*Stored data*
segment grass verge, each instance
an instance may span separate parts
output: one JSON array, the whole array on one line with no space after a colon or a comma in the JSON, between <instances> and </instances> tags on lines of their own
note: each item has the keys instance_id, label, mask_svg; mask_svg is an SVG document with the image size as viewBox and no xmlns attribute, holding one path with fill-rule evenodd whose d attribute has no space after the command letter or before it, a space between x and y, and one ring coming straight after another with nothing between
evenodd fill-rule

*Try it*
Nothing in the records may change; write them out again in full.

*Task result*
segment grass verge, each instance
an instance may span separate parts
output: one JSON array, the whole array on one line with no space after a colon or a comma in the JSON, between <instances> and </instances> tags on lines of their own
note: each item has the keys instance_id, label, mask_svg; mask_svg is an SVG document with the image size as viewBox and no xmlns attribute, holding one path with fill-rule evenodd whose d attribute has no space after the command letter or before it, a space between x and y, and one ring coming straight after another with nothing between
evenodd fill-rule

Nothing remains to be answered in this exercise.